___ Source excerpt
Mind you, this would all be irrelevant if thecourts properly applied collateral estoppel principles to criminal cases. But we don't. At all. Starting with Blockburger in 1932 and up to the present era. Hence we have the double jeopardy problem here.

In the end, like Judge Wardlaw, my own views on the subject probably come closer to Judge Reinhardt than Judge Trott. I'd have written a slightly different opinion than my former boss (including, ironically enough, that I wouldn't have been nearly as defensive as he was, though I imagine that some of that was probably just for Judge Wardlaw's comfort). But, in the end, I would probably have come out the same way.

P.S. - Another small difference. Unlike Judge Reinhardt, I wouldn't have gratuitiously slammed -- hard -- the prosecution in the O.J. Simpson case. Make sure to read the conclusion of footnote 6 (on page 2107) for Judge Reinhardt's comment about "the unprecedented imbalance in legal skills between the Dream Team and the prosecution" therein. Oh, and, unlike Judge Reinhardt, I wouldn't have made reference to the fact that "the glove didn't fit". I'm pretty damn sure that it did.

Monday, February 26, 2007

People v. Robles (Cal. Ct. App. - Feb. 27, 2007)

Yes, Virginia. You do indeed have a right to admit probation violations. Even if your counsel keeps telling you that this is a horrible -- horrible -- idea.

So, for example, when James Robles gets pulled into court for allegedly violating his probation, and his attorney requests a hearing date to contest the violation, Robles is permitted to say (as he does): "No, I'm going to go ahead and get sentenced. I want to. I will just go ahead. And I have a drug problem . . . and I want to go ahead if it's all right. I admit to my violations." We will, in fact, give effect to this request. Especially when -- as here -- Robles, after conferring at some length with counsel, who again requests a hearing date, again interjects "I don't want to continue this. I admit my violations. I tested dirty – positive for methamphetamines [sic]. I have a drug problem. I admit my violations. . . . I don't want to go to prison."
______
> [Given problem 1]: Reproduce the legal commentary word for word, in full.
The legal commentary and the records were taken from unrelated sources.
___ Data lines
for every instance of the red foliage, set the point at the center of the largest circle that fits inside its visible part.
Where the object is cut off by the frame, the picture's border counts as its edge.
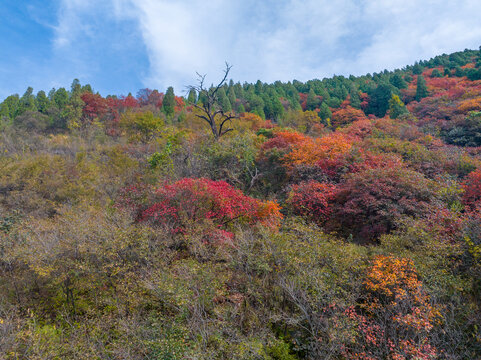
______
___ Data lines
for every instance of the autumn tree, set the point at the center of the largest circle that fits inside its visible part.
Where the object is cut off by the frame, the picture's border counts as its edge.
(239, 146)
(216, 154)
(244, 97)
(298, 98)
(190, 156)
______
___ Data lines
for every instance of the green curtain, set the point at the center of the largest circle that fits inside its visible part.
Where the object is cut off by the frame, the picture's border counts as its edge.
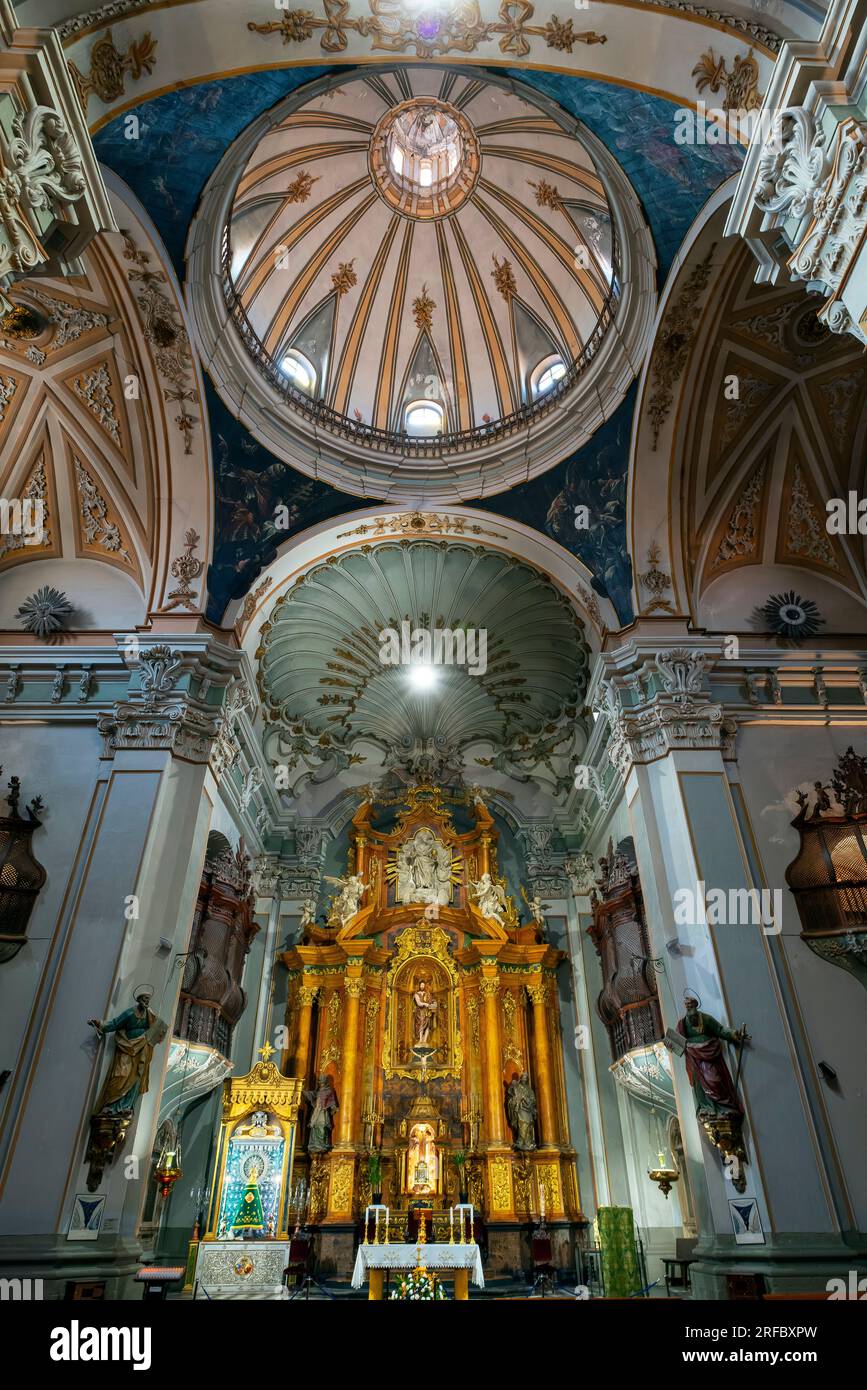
______
> [Given problem 2]: List each line of the records that contains the word "point", treating uppercase and lowercase as different.

> [Correct response 1]:
Mind you, this would all be irrelevant if thecourts properly applied collateral estoppel principles to criminal cases. But we don't. At all. Starting with Blockburger in 1932 and up to the present era. Hence we have the double jeopardy problem here.

In the end, like Judge Wardlaw, my own views on the subject probably come closer to Judge Reinhardt than Judge Trott. I'd have written a slightly different opinion than my former boss (including, ironically enough, that I wouldn't have been nearly as defensive as he was, though I imagine that some of that was probably just for Judge Wardlaw's comfort). But, in the end, I would probably have come out the same way.

P.S. - Another small difference. Unlike Judge Reinhardt, I wouldn't have gratuitiously slammed -- hard -- the prosecution in the O.J. Simpson case. Make sure to read the conclusion of footnote 6 (on page 2107) for Judge Reinhardt's comment about "the unprecedented imbalance in legal skills between the Dream Team and the prosecution" therein. Oh, and, unlike Judge Reinhardt, I wouldn't have made reference to the fact that "the glove didn't fit". I'm pretty damn sure that it did.

Monday, February 26, 2007

People v. Robles (Cal. Ct. App. - Feb. 27, 2007)

Yes, Virginia. You do indeed have a right to admit probation violations. Even if your counsel keeps telling you that this is a horrible -- horrible -- idea.

So, for example, when James Robles gets pulled into court for allegedly violating his probation, and his attorney requests a hearing date to contest the violation, Robles is permitted to say (as he does): "No, I'm going to go ahead and get sentenced. I want to. I will just go ahead. And I have a drug problem . . . and I want to go ahead if it's all right. I admit to my violations." We will, in fact, give effect to this request. Especially when -- as here -- Robles, after conferring at some length with counsel, who again requests a hearing date, again interjects "I don't want to continue this. I admit my violations. I tested dirty – positive for methamphetamines [sic]. I have a drug problem. I admit my violations. . . . I don't want to go to prison."

> [Correct response 2]:
for every instance of the red foliage, set the point at the center of the largest circle that fits inside its visible part.
for every instance of the autumn tree, set the point at the center of the largest circle that fits inside its visible part.
for every instance of the green curtain, set the point at the center of the largest circle that fits inside its visible part.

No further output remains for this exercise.